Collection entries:
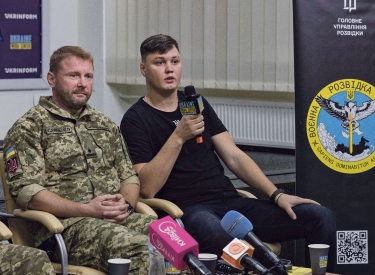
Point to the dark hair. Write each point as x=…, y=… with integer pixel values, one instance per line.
x=159, y=43
x=67, y=51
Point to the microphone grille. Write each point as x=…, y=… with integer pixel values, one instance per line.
x=189, y=90
x=236, y=224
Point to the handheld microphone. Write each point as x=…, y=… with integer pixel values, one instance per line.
x=238, y=226
x=238, y=254
x=176, y=245
x=192, y=105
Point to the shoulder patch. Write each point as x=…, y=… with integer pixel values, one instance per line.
x=12, y=162
x=97, y=127
x=60, y=130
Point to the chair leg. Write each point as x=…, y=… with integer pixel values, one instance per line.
x=64, y=254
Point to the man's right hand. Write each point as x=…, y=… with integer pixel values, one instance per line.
x=189, y=126
x=111, y=208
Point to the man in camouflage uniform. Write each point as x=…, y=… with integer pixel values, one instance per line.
x=68, y=159
x=16, y=259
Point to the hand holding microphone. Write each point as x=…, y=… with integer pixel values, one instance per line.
x=238, y=226
x=192, y=105
x=176, y=245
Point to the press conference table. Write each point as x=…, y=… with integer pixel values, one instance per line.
x=303, y=271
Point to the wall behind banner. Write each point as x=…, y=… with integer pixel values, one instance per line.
x=88, y=23
x=335, y=118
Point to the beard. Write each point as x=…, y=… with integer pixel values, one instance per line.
x=67, y=100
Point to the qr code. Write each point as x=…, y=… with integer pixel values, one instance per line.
x=352, y=247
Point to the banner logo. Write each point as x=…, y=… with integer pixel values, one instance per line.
x=340, y=126
x=350, y=5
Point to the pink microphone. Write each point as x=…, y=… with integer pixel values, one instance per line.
x=176, y=245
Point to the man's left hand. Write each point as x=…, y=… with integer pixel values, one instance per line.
x=287, y=202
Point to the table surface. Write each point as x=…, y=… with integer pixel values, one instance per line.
x=303, y=271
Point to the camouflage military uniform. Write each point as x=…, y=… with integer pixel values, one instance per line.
x=16, y=259
x=78, y=159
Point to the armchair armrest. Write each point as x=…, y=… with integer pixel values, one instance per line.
x=169, y=207
x=48, y=220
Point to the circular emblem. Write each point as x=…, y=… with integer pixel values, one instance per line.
x=340, y=126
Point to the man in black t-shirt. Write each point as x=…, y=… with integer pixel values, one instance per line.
x=173, y=166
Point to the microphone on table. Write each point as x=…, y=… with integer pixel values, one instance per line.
x=238, y=254
x=238, y=226
x=192, y=105
x=176, y=245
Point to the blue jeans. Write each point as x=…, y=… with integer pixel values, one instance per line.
x=314, y=223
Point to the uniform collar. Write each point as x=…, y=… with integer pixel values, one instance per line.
x=45, y=102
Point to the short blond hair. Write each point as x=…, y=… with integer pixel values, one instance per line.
x=67, y=51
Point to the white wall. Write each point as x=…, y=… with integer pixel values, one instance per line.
x=72, y=22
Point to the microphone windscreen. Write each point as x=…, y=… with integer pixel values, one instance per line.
x=219, y=242
x=189, y=90
x=236, y=224
x=172, y=241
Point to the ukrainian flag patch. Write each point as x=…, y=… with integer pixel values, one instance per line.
x=12, y=162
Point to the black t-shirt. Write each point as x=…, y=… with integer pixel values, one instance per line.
x=197, y=175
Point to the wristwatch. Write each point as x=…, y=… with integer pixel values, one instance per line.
x=275, y=194
x=130, y=208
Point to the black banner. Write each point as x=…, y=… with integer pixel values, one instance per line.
x=334, y=43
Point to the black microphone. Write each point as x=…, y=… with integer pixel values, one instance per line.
x=238, y=226
x=192, y=105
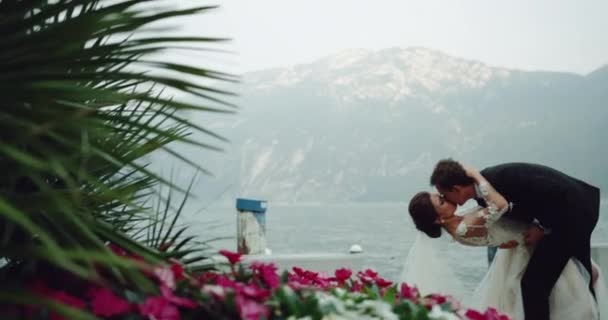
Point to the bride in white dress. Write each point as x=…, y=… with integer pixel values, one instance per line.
x=500, y=288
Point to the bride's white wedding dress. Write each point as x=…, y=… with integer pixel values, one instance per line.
x=500, y=288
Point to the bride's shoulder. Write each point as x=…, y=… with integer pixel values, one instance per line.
x=471, y=211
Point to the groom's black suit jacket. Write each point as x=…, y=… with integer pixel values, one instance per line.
x=568, y=206
x=556, y=200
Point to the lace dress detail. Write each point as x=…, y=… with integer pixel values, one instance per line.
x=484, y=227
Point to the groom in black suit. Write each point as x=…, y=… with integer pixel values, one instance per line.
x=554, y=201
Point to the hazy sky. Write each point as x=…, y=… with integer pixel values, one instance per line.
x=557, y=35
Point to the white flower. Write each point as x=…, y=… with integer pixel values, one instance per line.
x=377, y=309
x=438, y=314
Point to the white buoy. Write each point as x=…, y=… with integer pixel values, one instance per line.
x=355, y=248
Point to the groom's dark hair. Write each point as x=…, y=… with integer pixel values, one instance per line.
x=449, y=173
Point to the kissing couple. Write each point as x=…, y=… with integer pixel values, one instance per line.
x=543, y=220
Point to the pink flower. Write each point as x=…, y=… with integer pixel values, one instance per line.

* WHAT NEEDS TO BE DONE
Rewrite the records from the line containing "Point to the groom's dark" through the end of the records, both ends included, keeping every request and scaling each x and y coordinate in the answers by 2.45, rounded to a whole number with halves rounded up.

* RESULT OF THE TASK
Point to the groom's dark hair. Write each point as x=…, y=… with integer pixel values, one instance per line.
x=1100, y=424
Point to the kissing couple. Write each point as x=…, y=… with integer pixel values, one instance per line.
x=1330, y=539
Point to the pink flower. Write each point as x=…, y=… with integer pixel values, one instance per line.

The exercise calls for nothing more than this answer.